▸ SUPPLIED ENTRIES:
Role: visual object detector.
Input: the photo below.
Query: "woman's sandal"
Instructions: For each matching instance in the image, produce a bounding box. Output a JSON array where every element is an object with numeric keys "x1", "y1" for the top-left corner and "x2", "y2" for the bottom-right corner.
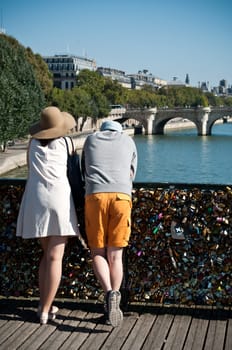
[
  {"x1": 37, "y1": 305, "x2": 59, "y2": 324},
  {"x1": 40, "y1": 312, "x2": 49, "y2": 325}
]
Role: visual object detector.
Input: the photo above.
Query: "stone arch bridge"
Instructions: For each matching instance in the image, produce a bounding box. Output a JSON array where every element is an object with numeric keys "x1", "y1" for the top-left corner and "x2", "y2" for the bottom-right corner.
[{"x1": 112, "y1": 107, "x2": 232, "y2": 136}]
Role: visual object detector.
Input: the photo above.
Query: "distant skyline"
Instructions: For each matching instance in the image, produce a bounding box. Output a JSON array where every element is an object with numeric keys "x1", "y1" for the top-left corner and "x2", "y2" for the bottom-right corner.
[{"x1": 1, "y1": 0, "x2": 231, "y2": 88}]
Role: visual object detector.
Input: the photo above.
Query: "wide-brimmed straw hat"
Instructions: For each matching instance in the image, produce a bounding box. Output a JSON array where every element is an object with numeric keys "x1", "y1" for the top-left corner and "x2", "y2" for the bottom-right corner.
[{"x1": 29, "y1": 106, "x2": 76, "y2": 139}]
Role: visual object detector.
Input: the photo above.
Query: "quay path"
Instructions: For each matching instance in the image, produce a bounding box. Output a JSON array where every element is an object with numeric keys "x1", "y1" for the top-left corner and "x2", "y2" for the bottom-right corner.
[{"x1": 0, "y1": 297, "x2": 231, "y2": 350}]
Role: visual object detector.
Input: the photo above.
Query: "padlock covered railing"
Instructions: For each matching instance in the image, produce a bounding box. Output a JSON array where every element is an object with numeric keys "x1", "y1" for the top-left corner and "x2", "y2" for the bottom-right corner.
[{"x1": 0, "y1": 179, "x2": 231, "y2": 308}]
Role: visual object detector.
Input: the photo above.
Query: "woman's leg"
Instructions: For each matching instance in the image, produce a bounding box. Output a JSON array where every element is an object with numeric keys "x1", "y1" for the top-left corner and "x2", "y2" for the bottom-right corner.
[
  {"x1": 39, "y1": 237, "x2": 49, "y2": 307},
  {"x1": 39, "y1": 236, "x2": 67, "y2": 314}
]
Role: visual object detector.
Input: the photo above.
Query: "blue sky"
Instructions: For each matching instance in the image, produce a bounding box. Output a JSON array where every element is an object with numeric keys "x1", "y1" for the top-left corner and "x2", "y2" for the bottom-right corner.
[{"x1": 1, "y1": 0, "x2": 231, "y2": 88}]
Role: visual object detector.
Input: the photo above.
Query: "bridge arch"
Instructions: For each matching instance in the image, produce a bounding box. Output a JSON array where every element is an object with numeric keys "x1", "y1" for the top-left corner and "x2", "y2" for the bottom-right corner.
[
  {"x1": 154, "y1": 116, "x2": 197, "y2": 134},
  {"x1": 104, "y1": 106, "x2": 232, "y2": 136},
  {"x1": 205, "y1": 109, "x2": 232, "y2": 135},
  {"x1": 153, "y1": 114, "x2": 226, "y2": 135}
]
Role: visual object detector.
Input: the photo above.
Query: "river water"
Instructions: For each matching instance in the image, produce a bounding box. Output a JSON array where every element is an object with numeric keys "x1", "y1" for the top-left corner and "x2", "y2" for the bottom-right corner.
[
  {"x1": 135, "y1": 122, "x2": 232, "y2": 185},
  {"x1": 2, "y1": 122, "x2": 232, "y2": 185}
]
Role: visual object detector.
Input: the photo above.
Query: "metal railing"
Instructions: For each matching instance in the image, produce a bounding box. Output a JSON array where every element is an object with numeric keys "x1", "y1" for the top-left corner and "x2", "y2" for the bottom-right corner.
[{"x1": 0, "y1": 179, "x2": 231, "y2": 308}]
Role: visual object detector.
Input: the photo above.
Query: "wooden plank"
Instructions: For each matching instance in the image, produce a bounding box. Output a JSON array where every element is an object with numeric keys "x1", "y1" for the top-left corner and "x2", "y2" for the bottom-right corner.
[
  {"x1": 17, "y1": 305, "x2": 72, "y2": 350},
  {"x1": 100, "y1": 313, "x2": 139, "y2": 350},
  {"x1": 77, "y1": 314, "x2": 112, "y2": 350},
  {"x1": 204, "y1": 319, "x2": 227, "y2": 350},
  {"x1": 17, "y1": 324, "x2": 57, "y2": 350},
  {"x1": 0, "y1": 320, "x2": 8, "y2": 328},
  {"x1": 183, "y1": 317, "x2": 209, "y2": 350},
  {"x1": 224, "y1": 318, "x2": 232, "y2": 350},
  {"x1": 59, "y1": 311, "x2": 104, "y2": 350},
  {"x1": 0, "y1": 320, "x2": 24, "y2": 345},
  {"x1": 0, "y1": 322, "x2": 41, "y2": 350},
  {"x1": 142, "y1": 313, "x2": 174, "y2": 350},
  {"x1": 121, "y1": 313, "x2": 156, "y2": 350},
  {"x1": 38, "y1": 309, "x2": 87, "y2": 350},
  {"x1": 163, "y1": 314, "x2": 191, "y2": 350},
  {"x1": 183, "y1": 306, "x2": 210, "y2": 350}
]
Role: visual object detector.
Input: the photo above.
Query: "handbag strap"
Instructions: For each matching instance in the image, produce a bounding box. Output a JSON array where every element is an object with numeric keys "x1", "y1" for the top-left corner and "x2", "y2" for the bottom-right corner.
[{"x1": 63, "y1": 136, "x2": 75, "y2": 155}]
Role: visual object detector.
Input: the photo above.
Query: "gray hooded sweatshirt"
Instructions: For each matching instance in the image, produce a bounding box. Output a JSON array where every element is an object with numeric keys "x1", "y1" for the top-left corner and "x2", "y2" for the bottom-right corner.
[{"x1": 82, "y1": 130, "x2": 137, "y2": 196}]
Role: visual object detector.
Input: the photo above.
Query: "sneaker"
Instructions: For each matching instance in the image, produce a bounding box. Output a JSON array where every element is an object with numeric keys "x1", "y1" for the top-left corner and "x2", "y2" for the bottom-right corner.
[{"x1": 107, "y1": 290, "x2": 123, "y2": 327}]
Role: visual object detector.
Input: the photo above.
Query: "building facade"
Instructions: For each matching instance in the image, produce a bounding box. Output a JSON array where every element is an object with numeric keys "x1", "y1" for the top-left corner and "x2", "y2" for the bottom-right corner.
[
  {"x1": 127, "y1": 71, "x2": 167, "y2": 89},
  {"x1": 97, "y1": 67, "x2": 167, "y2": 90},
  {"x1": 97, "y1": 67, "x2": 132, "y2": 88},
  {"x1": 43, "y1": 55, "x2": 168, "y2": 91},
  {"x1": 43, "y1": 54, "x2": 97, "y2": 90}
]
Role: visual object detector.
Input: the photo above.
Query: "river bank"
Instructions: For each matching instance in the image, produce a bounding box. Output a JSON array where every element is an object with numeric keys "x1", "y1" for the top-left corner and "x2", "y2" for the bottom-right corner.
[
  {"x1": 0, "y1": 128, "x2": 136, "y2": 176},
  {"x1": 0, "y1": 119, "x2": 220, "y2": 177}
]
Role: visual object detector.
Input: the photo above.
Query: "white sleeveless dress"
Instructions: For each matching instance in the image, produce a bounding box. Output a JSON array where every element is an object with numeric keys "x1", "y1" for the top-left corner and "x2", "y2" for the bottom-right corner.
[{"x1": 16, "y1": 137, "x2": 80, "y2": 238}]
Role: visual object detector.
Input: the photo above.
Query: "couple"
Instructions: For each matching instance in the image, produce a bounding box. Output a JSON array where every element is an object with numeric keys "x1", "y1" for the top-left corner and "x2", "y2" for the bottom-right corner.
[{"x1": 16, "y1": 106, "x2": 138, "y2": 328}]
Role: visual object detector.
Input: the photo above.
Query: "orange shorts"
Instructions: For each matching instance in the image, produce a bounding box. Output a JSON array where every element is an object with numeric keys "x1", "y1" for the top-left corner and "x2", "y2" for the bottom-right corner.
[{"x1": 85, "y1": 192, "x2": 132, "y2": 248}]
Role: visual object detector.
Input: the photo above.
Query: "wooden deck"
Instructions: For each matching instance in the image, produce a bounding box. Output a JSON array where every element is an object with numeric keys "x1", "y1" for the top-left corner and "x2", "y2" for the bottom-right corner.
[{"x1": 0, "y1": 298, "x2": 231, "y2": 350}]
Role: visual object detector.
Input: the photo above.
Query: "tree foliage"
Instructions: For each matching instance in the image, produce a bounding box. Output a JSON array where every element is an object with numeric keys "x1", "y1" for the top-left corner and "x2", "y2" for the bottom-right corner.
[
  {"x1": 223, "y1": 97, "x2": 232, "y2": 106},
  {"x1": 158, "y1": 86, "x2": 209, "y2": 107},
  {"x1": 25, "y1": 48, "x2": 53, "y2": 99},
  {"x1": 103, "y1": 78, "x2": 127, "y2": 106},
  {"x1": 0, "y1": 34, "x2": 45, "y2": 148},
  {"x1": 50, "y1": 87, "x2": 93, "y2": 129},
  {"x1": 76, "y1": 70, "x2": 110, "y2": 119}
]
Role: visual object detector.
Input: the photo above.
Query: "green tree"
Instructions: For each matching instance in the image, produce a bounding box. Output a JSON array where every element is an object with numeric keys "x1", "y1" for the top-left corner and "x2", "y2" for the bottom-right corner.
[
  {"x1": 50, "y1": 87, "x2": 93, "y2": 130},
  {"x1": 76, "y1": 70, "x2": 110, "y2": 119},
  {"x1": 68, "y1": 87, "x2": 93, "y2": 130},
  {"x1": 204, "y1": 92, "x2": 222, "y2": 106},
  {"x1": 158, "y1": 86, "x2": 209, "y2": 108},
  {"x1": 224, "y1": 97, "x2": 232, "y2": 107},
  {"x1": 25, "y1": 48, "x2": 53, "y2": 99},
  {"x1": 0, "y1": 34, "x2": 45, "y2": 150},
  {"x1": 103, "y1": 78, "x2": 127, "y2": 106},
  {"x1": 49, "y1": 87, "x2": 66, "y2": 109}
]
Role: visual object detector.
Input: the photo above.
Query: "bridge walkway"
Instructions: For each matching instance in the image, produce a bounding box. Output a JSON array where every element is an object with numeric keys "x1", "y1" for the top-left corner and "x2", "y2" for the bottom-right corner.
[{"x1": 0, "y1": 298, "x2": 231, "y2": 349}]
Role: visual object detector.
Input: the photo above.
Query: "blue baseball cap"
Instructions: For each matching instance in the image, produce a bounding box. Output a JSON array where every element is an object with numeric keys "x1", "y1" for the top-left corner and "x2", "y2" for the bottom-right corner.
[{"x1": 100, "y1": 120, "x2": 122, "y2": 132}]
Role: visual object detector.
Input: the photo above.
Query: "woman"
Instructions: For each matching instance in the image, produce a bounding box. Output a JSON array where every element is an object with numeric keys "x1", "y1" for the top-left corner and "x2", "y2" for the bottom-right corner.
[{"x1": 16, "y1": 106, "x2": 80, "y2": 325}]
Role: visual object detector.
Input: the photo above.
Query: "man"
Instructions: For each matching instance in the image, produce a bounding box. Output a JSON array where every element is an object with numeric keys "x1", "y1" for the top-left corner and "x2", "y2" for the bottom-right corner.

...

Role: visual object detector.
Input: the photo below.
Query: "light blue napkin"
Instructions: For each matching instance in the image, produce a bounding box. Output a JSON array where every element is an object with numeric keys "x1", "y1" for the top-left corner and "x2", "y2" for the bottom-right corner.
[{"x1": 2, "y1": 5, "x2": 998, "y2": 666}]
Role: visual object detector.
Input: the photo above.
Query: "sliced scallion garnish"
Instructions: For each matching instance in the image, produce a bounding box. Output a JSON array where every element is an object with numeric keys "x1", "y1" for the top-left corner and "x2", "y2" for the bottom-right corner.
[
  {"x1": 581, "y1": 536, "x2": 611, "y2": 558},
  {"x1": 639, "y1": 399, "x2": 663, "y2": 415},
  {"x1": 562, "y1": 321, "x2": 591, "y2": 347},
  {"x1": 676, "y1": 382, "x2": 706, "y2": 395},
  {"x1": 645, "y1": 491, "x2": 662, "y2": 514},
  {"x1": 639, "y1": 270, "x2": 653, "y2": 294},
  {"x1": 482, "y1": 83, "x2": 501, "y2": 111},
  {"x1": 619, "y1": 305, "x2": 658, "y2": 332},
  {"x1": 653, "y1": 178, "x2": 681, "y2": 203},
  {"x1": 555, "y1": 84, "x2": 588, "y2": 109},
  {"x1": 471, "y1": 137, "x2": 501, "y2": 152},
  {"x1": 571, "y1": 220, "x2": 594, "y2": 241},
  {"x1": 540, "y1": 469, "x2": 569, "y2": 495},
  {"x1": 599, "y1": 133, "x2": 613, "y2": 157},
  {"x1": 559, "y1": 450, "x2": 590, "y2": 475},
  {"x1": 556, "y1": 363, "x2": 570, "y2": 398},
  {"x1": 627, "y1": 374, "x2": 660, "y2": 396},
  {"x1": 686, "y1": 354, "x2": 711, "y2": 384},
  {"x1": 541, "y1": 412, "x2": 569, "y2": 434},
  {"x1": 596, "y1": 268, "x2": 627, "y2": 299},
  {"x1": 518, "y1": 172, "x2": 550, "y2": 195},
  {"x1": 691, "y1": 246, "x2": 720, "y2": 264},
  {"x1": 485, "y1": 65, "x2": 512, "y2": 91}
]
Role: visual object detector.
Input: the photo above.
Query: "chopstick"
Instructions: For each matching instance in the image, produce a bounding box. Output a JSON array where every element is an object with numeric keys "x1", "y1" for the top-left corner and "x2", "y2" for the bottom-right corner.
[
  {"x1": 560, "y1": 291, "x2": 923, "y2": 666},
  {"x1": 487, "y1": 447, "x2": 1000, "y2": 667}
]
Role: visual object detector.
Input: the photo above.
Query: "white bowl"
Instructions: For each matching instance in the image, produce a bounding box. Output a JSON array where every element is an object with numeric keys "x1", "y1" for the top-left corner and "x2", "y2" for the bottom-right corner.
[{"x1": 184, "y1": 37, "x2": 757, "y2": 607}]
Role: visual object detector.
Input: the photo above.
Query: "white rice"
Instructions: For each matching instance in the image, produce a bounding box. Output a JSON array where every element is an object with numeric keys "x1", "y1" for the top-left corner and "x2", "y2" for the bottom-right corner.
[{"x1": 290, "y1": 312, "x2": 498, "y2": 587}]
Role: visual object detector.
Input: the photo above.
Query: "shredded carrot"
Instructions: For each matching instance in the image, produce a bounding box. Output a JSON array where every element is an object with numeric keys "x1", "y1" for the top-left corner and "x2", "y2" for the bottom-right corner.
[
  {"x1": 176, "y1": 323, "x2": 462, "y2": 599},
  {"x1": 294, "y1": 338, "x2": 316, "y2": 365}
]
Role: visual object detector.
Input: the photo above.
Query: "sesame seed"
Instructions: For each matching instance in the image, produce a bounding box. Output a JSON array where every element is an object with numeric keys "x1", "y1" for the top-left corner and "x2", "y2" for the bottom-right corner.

▸ EXERCISE AIM: Which lines in the listing have the string "woman"? Pick them out and copy them.

▸ EXERCISE OUTPUT:
Query: "woman's sandal"
Query: "woman's leg"
Query: "woman"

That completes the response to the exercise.